◆ What the task asks ◆
Quote each of the records below word for word.
-- BEGIN Exercise input --
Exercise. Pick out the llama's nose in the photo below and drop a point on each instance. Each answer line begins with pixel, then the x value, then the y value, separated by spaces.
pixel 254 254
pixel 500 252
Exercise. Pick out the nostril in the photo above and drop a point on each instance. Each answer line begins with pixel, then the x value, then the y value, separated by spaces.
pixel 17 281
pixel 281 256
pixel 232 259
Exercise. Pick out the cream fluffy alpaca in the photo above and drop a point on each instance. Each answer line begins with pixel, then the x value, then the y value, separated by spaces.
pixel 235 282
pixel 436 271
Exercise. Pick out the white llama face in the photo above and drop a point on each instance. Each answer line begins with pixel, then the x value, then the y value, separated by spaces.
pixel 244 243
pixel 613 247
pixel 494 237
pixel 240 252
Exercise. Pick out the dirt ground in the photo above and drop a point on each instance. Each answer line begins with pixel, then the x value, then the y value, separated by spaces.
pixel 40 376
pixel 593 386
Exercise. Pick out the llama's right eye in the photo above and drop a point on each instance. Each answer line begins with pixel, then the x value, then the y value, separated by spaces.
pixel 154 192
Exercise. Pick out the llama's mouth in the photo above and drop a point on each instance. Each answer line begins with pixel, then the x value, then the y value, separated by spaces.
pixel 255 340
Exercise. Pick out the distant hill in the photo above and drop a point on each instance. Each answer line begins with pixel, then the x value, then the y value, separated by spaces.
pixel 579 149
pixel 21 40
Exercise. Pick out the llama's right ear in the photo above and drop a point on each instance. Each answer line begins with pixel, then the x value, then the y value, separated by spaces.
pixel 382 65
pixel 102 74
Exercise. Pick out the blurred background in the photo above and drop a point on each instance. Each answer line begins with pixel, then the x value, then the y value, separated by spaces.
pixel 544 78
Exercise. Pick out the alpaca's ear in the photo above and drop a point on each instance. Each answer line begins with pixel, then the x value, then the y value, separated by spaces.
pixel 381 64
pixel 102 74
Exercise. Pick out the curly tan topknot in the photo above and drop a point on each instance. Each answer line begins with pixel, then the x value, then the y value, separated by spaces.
-- END Exercise input --
◆ Response to this task ◆
Exercise. Pick out the llama's nose in the photo below and drop a point on each instance. Each answer line begins with pixel, then the x value, then the y value, separated by spaces.
pixel 254 254
pixel 500 252
Exercise. Pick out the nostril in the photo above and drop a point on each instance. Each answer line begins with pixel, then the x value, then the y value, separated by spaces.
pixel 17 281
pixel 281 256
pixel 232 259
Exercise. Pick out the cream fluffy alpaca in the photo above and drop a point on each instance. Each answer line begins with pixel, then the x value, then the y value, separated by spaces.
pixel 235 282
pixel 436 271
Exercise. Pick out the white llama face in the photo above and drop a point on each instance. Each answer line begins with pixel, then the x value, then the y value, separated by spaces.
pixel 244 243
pixel 613 247
pixel 494 237
pixel 240 252
Exercise. Pick out the dirt ground in the photo above and drop a point on each instance. Each answer line begins with pixel, then the x value, then the y value, separated by spaces.
pixel 40 376
pixel 593 386
Exercise. Pick out the llama's right eye in the photo above and drop a point on each instance. Each answer line begins with pixel, then the x value, then the y value, separated by spaces.
pixel 154 192
Exercise. Pick out the llama's mouth in the photo above and drop a point on each instance. Each answer line begins with pixel, then the x value, then the y value, separated by spaces.
pixel 255 340
Exercise. Pick out the distant hill in the photo above and drop a point on each instance. Each answer line begins with pixel, then the x value, then the y value, separated by spaces.
pixel 579 149
pixel 21 40
Exercise. Pick out the llama's right ear in the photo above and drop a point on each instance. Each answer line begins with pixel, then the x value, then the y value, separated by spaces.
pixel 382 65
pixel 102 74
Exercise. Pick out the blurred background in the photo above and drop a point on each instance. Each answer line begins with pixel, then the x value, then the y value, separated by spaces.
pixel 544 78
Exercise. Pick out the alpaca's ear in the photo above and drop a point on each instance. Each answer line begins with pixel, then the x value, then the y value, separated by spaces.
pixel 381 64
pixel 102 74
Exercise. Pick out the curly tan topknot in the photo above and drop a point on each instance. Each answer line begins with pixel, then the x value, then the y value, separated by spaces.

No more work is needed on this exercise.